§ Exercise prompt: Return every record verbatim, omitting all pictures.

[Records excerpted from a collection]
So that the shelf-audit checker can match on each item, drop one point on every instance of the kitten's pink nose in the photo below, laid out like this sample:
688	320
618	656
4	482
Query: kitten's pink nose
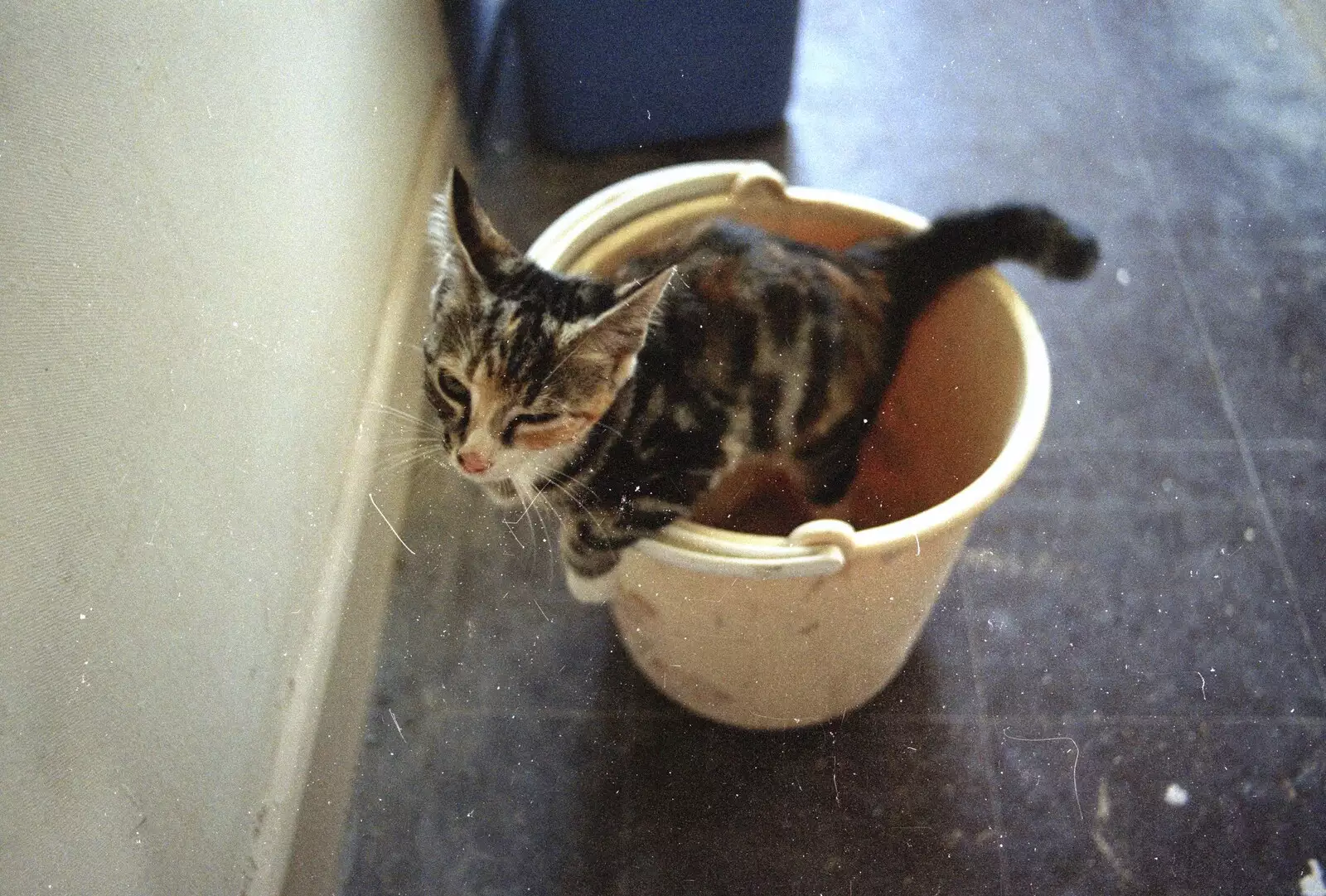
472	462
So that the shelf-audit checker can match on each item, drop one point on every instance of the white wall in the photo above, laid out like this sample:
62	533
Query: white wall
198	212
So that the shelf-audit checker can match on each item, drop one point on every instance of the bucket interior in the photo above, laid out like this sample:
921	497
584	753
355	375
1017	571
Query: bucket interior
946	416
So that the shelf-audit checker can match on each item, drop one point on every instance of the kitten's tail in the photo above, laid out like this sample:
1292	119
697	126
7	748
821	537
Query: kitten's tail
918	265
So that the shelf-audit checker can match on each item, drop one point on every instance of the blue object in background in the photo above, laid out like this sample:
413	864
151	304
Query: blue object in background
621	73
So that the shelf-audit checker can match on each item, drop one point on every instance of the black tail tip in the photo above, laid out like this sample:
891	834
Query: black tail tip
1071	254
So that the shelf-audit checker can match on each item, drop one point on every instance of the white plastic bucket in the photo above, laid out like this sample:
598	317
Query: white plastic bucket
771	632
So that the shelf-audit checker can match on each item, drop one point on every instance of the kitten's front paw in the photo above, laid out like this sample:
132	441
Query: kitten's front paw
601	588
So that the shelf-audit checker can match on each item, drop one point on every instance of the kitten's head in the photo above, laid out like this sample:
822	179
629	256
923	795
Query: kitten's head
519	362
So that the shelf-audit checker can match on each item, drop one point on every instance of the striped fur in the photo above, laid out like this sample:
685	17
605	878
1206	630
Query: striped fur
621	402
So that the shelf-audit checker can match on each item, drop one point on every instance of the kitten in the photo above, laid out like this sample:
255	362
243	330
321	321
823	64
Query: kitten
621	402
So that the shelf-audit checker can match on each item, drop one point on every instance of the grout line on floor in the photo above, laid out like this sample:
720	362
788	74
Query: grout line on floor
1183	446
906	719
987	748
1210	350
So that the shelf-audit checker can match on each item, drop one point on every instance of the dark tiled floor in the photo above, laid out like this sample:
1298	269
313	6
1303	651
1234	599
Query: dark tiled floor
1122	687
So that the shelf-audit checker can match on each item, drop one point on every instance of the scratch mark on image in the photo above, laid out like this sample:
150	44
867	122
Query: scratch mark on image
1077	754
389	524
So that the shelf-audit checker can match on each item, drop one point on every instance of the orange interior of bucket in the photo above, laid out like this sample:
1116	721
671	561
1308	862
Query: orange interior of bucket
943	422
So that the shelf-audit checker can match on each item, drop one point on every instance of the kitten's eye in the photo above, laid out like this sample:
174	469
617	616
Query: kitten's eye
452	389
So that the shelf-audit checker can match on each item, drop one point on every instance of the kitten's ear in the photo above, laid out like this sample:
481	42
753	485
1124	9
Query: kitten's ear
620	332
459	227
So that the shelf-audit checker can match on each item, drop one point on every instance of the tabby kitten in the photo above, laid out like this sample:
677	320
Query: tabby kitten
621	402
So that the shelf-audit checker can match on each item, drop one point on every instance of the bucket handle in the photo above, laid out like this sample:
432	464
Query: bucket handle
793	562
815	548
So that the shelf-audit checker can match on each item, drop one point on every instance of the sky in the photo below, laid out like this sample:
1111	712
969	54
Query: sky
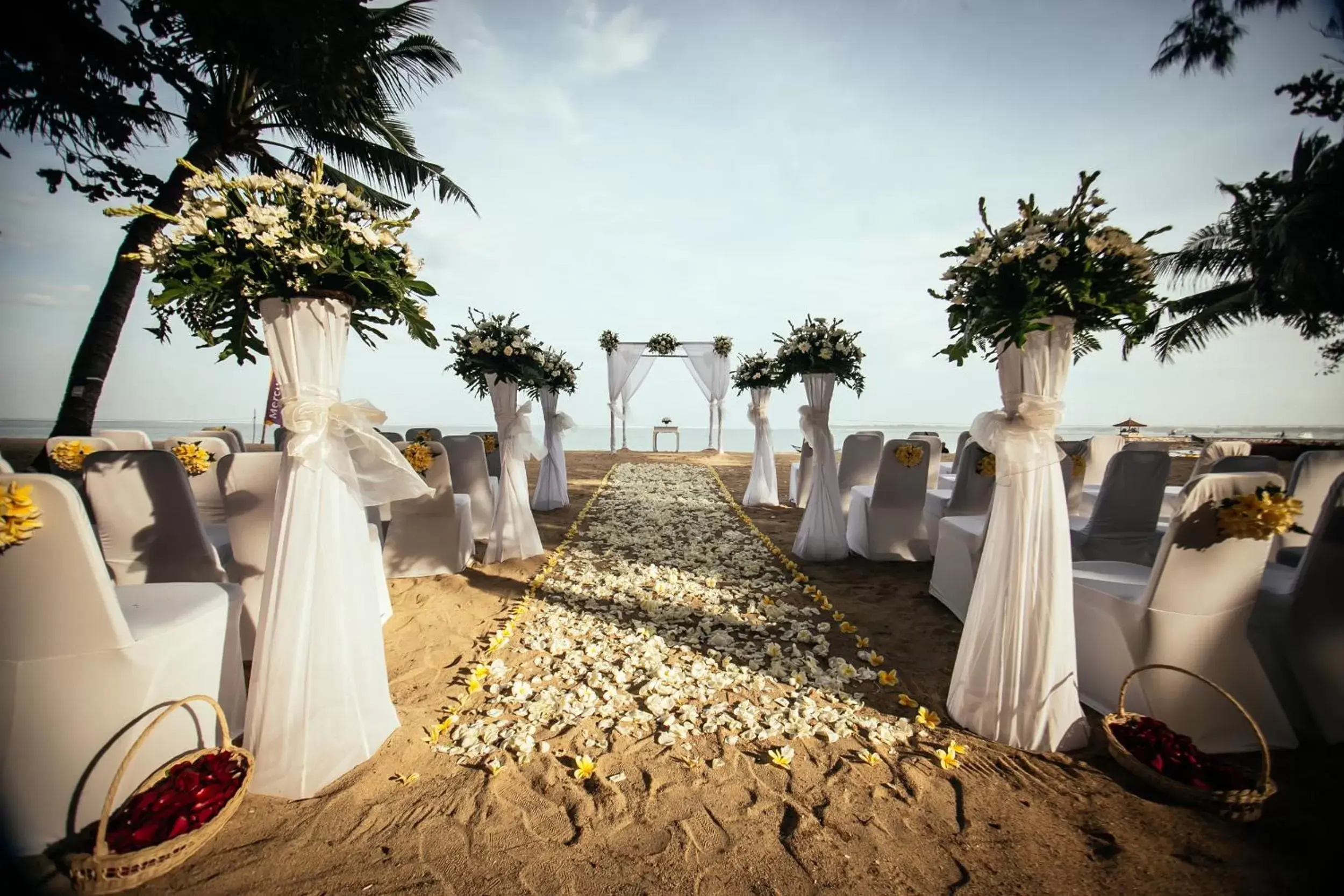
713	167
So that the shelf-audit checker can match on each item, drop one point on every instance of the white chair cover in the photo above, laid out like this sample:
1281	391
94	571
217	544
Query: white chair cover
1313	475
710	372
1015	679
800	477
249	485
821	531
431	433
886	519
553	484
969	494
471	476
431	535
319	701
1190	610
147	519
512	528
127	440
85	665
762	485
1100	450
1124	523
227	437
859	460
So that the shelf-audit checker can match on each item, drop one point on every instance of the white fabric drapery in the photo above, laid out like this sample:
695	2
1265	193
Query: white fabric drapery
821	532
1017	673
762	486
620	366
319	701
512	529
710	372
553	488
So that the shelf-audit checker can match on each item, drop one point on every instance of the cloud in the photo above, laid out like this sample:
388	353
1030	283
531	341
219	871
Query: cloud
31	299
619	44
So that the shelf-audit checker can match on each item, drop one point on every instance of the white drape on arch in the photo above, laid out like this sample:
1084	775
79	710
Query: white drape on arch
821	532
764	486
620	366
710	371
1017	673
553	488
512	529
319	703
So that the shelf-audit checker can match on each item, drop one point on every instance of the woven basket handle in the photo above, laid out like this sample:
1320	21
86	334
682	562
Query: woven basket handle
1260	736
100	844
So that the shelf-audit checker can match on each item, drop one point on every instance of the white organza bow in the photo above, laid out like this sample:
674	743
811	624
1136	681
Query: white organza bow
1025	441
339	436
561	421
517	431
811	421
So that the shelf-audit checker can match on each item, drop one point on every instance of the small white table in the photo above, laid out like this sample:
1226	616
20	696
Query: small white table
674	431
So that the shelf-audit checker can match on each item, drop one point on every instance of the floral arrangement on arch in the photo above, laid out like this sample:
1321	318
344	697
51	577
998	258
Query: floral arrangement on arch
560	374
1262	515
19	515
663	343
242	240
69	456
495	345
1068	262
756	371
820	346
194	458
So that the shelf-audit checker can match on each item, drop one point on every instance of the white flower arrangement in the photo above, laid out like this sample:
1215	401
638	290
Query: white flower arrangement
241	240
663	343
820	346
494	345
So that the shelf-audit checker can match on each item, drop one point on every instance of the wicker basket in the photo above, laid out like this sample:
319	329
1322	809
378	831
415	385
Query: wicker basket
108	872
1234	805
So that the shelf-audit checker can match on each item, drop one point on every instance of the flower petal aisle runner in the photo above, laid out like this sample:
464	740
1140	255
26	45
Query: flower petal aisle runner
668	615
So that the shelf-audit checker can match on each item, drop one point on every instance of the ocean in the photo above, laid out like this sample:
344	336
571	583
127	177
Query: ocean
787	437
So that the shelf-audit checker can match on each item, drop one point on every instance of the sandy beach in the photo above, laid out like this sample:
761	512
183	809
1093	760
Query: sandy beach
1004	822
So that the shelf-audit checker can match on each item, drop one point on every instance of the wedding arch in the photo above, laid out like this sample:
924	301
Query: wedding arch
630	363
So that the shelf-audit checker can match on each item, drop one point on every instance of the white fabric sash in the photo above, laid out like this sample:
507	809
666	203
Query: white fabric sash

§ Response:
So that the shelf-audit checker can match on each item, drop one point on every instance of the kitten's pink nose in the photo below, laid out like this sample:
688	320
618	656
4	482
Query: kitten's pink nose
472	462
So that the shelf-audit checker can match on each item, drop one point on every instance of the white wall in the photo above, laid out like this sample:
62	533
Query: white wall
198	212
So that the shelf-audit checker can match on each item, drop one point on every instance of the bucket interior in the photo above, laid out like this sample:
921	497
584	753
355	375
1017	571
Query: bucket interior
946	416
So that the shelf-audit checker can match on each item, drop one point on every instance of the kitten's tail in the photo above, laid out like this sample:
1292	119
697	126
7	748
821	537
Query: kitten's tail
918	265
So that the shelf-audit checker can match on each item, drop one point on every instance of the blue object in background in the photo above, laid out like this sample:
413	864
151	304
Query: blue object in background
621	73
So that the shelf-audit checker can match on each item, drop one point on every instance of the black tail tip in the photo above, laid out like this sample:
891	834
Query: black tail tip
1071	254
So that the shelf-audit checker can match on each item, drop one point on every instance of the white plastic bucket in the photo above, laid out like this sample:
598	317
Query: white plastic bucket
771	632
So that the shelf-audit checker can match on each item, drop one point on every instance of the kitten's front paw in the photo above, laid out like this sample:
132	441
Query: kitten's front paw
601	588
So that the shelf-audit checker can match on each item, drop one point on every instance of the kitten's head in the photo above, laid out like this sample:
822	179
629	256
923	795
Query: kitten's head
519	362
So that the shelf-audit checker can match on each item, drop one point on every instance of the striped fur in the photo above, laid out like this sample:
685	17
605	878
1206	630
Query: striped fur
621	402
So that the shelf-audit checker can match on each item, drop one point on every instance of the kitten in the photo above, laid out like this sample:
255	362
243	330
321	321
823	64
Query: kitten
621	402
So that the shelf-audit checker can match on each item, drop one point on every instance of the grout line on floor in the photo above, laid out like this sample:
720	362
788	74
Query: grout line on floor
1183	446
906	719
987	748
1210	350
So that the shelf-audit checker can match on each item, drop one point on every instance of the dark tiled floor in the photo above, laid out like this sample:
1298	269
313	6
1303	651
1234	599
Query: dark tiled floor
1122	687
So that the shelf-audit checker can match on each item, drop one point on every instance of the scratch mark on image in the photo above, laid out like this sample:
150	44
867	122
Query: scratch mark on image
1077	754
389	524
So that the shelf-audit checker can match on each item, drop one point on every instance of the orange interior of bucket in the photo above, laid out like this sample:
1116	721
671	561
1308	862
Query: orange interior of bucket
943	422
So that the shelf-audit checker can match on each item, drop one point on every instance of the kitten's eye in the photo above, laid out like this sample:
174	469
617	616
Query: kitten's eye
452	389
So that the shelf-audit checker can match on each item, drop one point on every instance of the kitten's ear in the photo above, laid out like this sample:
481	42
753	485
1124	9
Query: kitten's ear
620	332
459	227
So that the shelf-audit checker can match on each item, drop one point on every instance of the tabby kitten in the photo above, laid out like this sample:
677	320
Query: tabby kitten
621	402
So that the shelf-audit checker can match on each item, drop one point on every instance of the bucket handle in the photo above, laid out like this sample:
432	464
Query: bucket handle
793	562
815	548
So that the shelf-audit checker can match on each item, drop one point on every instance of the sky in the photo below, laid out like this sample:
1111	712
969	54
Query: sky
713	167
So that the shelf-audit checker can match on each item, drop one point on every instance of the white chair cover in the photo above, laid out like this sample:
1281	391
94	571
217	544
Query: white chair cover
1313	475
710	372
1015	679
800	477
249	485
821	531
431	433
886	519
553	484
969	494
471	476
431	535
319	701
1190	610
147	519
512	528
127	440
85	665
762	485
1100	450
1124	523
227	437
859	460
So that the shelf-audit checker can match on each item, drop one point on every instance of the white fabric drapery in the photo above, laid out like this sample:
695	2
1265	193
Query: white fabric drapery
821	532
1017	673
762	486
620	366
319	701
512	529
710	372
553	488
So that the shelf-audit checker can match on each item, drop one point on every instance of the cloud in the photo above, laid out like this sample:
388	353
1030	283
531	341
219	871
Query: cloud
31	299
619	44
So that the shelf-audit checker can match on each item, drop one point on every instance of the white drape on arch in the photo above, laid out like this sample:
1084	775
79	710
Query: white drape on arch
821	532
764	486
620	366
710	371
1017	673
553	488
512	529
319	703
So that the shelf-audit checker can match on each item, drop one point on every instance of the woven basket handle in the photo above, laid out like this sample:
1320	21
86	334
682	562
Query: woven basket handle
1260	736
100	844
So that the shelf-audit checker can match on each item, drop one point on every instance of the white organza bow in the photo above, laid out like this sample:
674	743
811	624
1136	681
Query: white organza bow
1025	441
339	436
561	421
517	431
811	421
So that the shelf-audit checker can match on each item, drop one point on every instance of the small white table in the photo above, laid out like this sample:
1226	616
20	696
Query: small white table
674	431
So that the shelf-audit checker can match on each item, drop one point on every instance of the floral arrangement on arch in the photo above, laid out like this sample:
1321	318
344	697
51	577
998	258
Query: floral arrangement on arch
560	374
1262	515
19	515
663	343
242	240
69	456
495	345
1068	262
756	371
820	346
194	458
So that the shelf-audit checker can match on each item, drop one point on every instance of the white flower arrangement in the photo above, laid out like this sample:
1215	401
638	290
Query: white flower arrangement
241	240
663	343
820	346
494	345
So that the shelf-audit checker can match on each item, drop one point on every instance of the wicker basket in the photo above, laid out like this sample:
319	329
1322	809
378	831
415	385
Query: wicker basket
108	872
1234	805
So that the shelf-audit checker can match on each item, drop one point on every instance of the flower petal aisle runner in the photo above, laid out like this sample:
464	740
1140	255
26	45
Query: flower petal aisle runner
668	615
So that the shelf-audit checker can match on each item, drop one point on every instance of the ocean in the photo above, laid out like this sample:
344	336
571	583
127	177
Query: ocean
787	437
So that the shelf-audit checker can match on each item, drop one point on every instance of the sandy beach in the photo above, laid out like this sample:
761	512
183	809
1093	760
Query: sandy beach
1004	822
So that the shelf-audit checker can match on each item, drop one point on every instance of the wedding arch in the photo above, laid out like this sample:
924	301
Query: wedding arch
630	363
So that the shelf-audit checker can match on each item, drop one point on every instance of the white fabric sash in the photo above, laid out like this sample:
507	809
666	203
Query: white fabric sash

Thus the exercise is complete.